> **Problem statement**
From the listing below, reproduce word for word the lines starting with the line that contains "One point lands on each instance of the moss-covered" and going on through the line that contains "One point lands on each instance of the car door;", including both of those lines. Output only those lines.

> **Data provided**
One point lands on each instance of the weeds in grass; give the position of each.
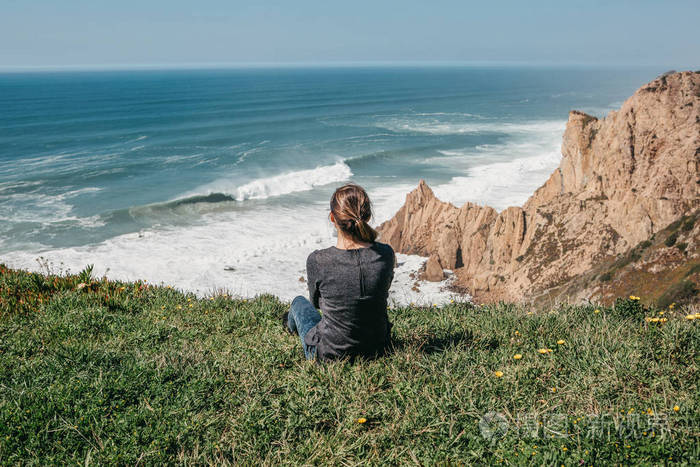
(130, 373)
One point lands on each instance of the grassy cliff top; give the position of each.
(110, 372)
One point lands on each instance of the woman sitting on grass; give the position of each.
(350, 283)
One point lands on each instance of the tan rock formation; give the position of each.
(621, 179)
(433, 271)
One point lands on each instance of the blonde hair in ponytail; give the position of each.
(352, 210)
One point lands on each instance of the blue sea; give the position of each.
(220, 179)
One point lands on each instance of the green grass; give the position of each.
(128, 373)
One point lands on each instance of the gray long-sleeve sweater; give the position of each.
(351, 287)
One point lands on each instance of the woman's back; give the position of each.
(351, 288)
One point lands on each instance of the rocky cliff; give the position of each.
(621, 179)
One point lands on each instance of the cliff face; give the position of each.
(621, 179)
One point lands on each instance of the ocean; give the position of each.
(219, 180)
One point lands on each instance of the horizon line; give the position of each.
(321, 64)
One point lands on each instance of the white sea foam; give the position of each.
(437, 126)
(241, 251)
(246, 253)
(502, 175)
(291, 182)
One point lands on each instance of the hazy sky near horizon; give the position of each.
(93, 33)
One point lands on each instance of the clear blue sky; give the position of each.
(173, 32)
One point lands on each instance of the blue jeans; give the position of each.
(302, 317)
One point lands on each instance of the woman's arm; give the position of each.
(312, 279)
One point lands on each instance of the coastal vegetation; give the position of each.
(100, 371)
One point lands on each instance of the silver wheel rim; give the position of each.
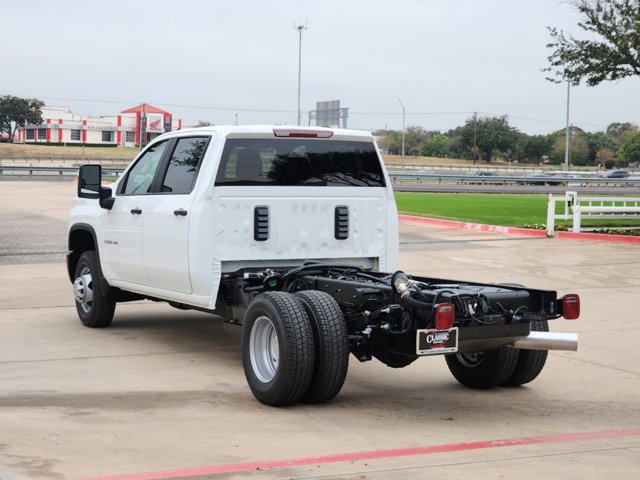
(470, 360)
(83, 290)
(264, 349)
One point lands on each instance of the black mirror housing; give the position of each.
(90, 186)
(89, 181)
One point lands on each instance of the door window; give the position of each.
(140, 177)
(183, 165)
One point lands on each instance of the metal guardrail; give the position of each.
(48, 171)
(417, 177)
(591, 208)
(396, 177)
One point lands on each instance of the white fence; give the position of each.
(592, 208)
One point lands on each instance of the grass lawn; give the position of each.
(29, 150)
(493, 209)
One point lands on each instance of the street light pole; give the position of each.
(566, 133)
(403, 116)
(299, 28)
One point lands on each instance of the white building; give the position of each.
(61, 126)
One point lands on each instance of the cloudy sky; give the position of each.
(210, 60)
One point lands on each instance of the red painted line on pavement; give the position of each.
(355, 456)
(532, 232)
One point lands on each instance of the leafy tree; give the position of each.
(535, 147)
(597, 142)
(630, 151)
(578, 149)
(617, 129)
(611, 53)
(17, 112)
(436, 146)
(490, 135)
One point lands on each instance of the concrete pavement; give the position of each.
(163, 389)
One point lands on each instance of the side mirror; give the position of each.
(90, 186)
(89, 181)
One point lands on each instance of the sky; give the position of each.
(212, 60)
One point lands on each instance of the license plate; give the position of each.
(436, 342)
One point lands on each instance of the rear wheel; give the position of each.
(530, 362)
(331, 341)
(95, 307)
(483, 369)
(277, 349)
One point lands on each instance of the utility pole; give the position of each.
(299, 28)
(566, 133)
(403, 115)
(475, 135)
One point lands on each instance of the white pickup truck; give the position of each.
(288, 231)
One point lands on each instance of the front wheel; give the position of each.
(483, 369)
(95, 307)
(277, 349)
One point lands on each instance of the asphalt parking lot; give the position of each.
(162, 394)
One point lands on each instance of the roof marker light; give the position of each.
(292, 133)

---

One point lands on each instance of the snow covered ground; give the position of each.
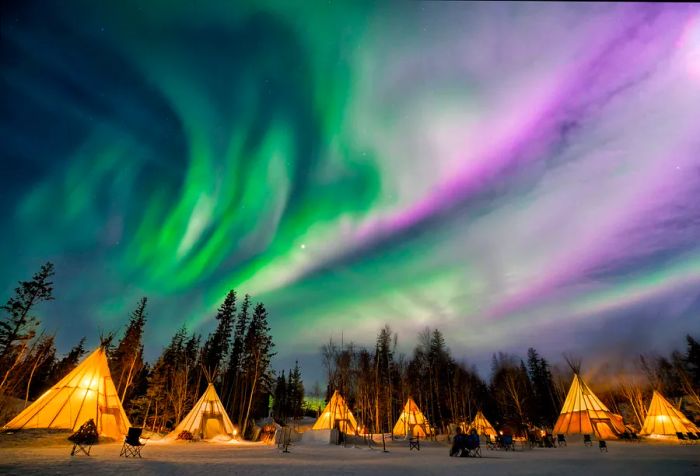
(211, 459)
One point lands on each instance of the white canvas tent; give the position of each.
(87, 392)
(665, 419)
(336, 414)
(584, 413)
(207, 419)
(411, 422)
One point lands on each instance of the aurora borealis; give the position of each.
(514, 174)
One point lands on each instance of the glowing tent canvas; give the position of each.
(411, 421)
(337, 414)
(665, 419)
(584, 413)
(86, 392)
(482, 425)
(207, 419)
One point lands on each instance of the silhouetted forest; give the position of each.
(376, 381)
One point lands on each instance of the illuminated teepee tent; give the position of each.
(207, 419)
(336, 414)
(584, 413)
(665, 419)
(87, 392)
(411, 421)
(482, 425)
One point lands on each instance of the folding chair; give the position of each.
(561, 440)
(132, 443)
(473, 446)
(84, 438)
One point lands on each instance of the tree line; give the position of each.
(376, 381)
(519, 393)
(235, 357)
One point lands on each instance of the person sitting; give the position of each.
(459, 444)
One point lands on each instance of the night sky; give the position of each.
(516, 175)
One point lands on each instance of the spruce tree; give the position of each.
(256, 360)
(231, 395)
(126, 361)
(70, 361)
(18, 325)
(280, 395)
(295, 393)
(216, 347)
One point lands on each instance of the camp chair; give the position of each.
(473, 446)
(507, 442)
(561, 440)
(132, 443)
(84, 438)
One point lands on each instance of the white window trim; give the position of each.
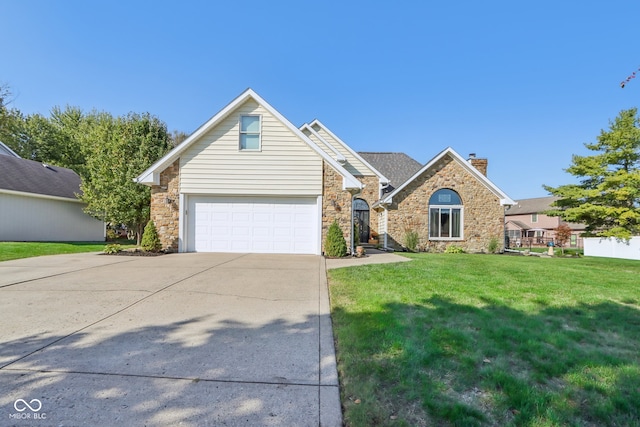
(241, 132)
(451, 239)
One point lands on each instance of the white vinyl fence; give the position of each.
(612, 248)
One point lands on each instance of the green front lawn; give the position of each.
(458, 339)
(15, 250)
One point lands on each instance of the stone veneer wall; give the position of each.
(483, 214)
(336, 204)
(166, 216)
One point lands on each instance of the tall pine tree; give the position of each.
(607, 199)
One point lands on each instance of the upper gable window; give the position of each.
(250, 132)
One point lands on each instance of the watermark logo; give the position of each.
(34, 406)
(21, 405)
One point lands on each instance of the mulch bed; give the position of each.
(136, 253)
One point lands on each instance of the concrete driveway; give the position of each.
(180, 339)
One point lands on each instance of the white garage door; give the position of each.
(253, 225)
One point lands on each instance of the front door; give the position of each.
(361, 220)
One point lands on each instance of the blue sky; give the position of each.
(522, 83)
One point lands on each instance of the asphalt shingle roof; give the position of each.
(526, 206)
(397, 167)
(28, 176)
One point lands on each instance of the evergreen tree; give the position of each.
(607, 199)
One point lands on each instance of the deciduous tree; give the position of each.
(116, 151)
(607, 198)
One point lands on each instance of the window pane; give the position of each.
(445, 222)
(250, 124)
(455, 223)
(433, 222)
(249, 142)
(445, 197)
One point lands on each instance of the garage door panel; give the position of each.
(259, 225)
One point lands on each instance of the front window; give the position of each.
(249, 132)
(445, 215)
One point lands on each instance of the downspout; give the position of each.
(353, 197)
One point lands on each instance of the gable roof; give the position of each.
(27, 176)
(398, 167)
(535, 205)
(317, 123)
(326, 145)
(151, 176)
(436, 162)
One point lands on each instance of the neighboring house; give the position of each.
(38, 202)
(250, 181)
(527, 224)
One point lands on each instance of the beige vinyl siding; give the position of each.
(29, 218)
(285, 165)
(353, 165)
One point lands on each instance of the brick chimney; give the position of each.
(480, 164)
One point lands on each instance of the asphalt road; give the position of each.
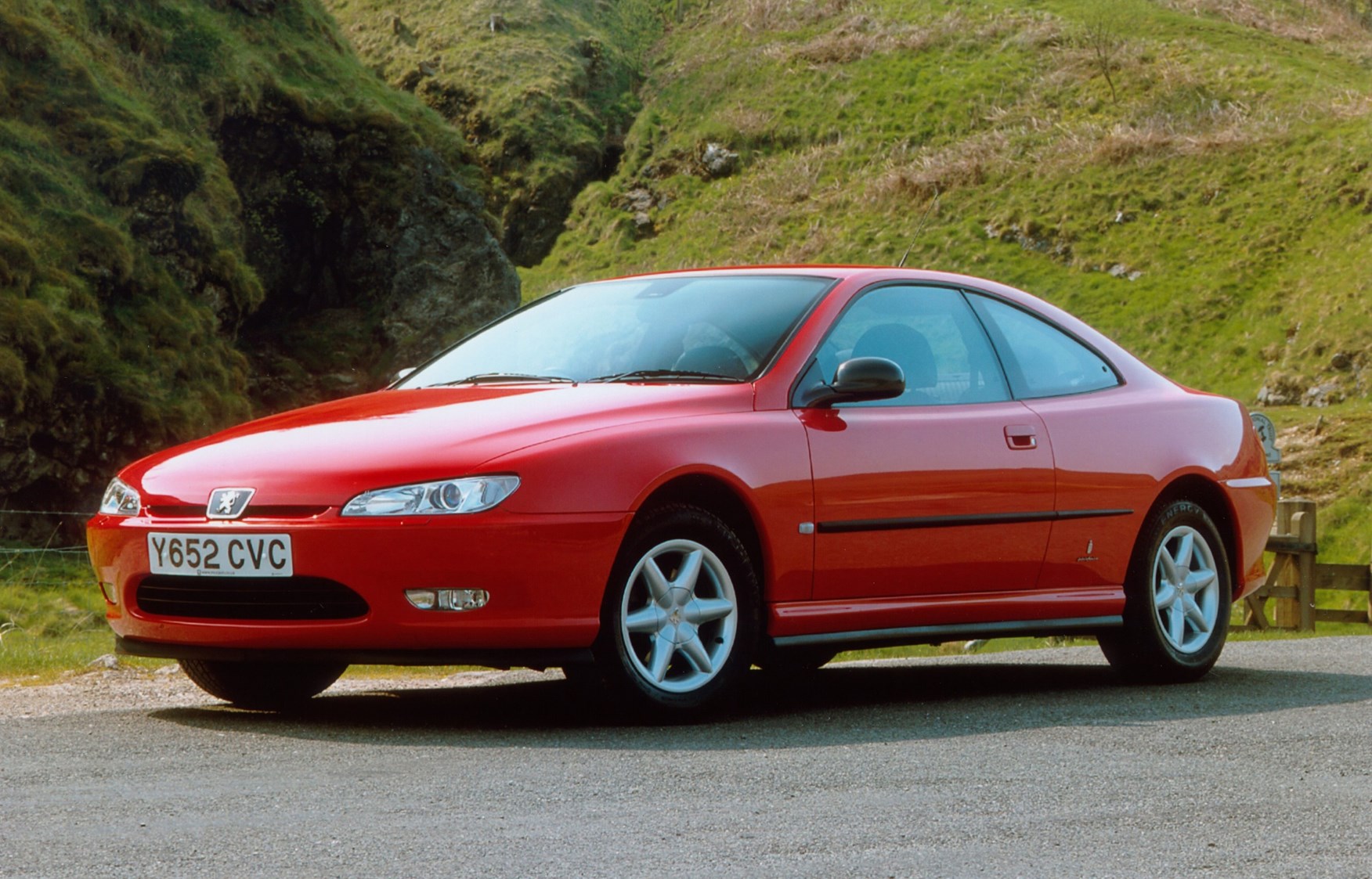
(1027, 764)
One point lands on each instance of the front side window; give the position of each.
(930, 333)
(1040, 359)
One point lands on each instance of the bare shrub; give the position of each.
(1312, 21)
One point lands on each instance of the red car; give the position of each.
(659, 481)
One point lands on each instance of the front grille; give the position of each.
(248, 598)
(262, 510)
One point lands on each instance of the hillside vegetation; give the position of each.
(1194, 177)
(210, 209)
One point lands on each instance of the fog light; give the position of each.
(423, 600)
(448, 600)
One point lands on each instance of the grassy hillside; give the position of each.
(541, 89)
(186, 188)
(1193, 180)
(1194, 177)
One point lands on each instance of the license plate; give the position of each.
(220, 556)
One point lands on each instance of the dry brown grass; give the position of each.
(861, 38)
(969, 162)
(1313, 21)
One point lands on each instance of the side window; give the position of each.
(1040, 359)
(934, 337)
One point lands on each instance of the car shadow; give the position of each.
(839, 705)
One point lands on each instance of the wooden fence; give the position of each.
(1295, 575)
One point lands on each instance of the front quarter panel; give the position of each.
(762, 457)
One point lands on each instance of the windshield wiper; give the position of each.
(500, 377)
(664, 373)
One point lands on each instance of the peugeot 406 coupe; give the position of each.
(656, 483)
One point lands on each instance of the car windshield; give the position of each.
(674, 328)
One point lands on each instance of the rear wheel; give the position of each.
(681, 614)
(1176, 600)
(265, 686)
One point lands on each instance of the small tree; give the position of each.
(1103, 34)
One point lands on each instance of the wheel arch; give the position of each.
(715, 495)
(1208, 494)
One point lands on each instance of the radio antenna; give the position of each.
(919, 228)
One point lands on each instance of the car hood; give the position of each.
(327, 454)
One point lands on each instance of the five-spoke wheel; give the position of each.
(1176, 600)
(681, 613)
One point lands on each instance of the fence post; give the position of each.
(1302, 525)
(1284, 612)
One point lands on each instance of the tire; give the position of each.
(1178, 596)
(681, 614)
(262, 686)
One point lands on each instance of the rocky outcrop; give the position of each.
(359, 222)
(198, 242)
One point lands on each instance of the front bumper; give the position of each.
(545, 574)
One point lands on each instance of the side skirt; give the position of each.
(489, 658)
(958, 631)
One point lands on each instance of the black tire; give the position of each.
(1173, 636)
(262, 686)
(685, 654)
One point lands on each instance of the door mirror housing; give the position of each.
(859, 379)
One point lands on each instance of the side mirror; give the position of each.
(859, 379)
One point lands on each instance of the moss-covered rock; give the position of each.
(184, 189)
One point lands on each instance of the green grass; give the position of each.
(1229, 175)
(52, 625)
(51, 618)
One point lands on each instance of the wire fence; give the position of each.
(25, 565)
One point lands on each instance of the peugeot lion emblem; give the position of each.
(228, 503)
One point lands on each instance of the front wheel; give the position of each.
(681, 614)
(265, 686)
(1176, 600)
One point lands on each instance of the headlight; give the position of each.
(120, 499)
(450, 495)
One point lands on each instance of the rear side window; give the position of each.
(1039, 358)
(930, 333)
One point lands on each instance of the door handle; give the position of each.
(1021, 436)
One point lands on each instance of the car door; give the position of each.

> **Task solution**
One point lands on each instance of the moss-covered rock; give the position of each.
(184, 189)
One point lands on each instance of the green grass; give the position of each.
(1229, 175)
(52, 625)
(51, 618)
One point lands on each instance of the wire fence; give the position of each.
(25, 565)
One point lands on each instance of the peugeot lion emblem; give the position of each.
(228, 503)
One point lands on each instance of the front wheel; give the position of each.
(681, 614)
(265, 686)
(1176, 600)
One point lands on each instance of the headlight; give the position of each.
(120, 499)
(450, 495)
One point lands on each instance of the rear side window; give the position of each.
(1039, 358)
(930, 333)
One point lands on each instance of the door handle; give the position of each.
(1021, 436)
One point lands on each instance of the car door; give the position of each.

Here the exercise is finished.